## Суть задания
Перепишите все строки записей ниже, включая указания. Координаты точек в ответах масштабируйте: умножьте каждое число на 2,55 и округлите до целого, половины округляйте вверх.
'''
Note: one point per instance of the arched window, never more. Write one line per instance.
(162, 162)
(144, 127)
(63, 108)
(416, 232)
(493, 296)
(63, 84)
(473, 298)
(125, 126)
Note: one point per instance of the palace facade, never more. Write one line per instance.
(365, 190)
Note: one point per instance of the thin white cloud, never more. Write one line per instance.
'''
## Правильный ответ
Note: one point per instance of the arched window, never more. Write one line per instance.
(413, 413)
(367, 324)
(161, 275)
(1061, 592)
(1257, 755)
(161, 214)
(1206, 760)
(319, 321)
Note: one point per instance of the palace facade, never more. Write one line per instance.
(931, 485)
Note: one point per instance of the thin white cloud, never more. Write one line per instance.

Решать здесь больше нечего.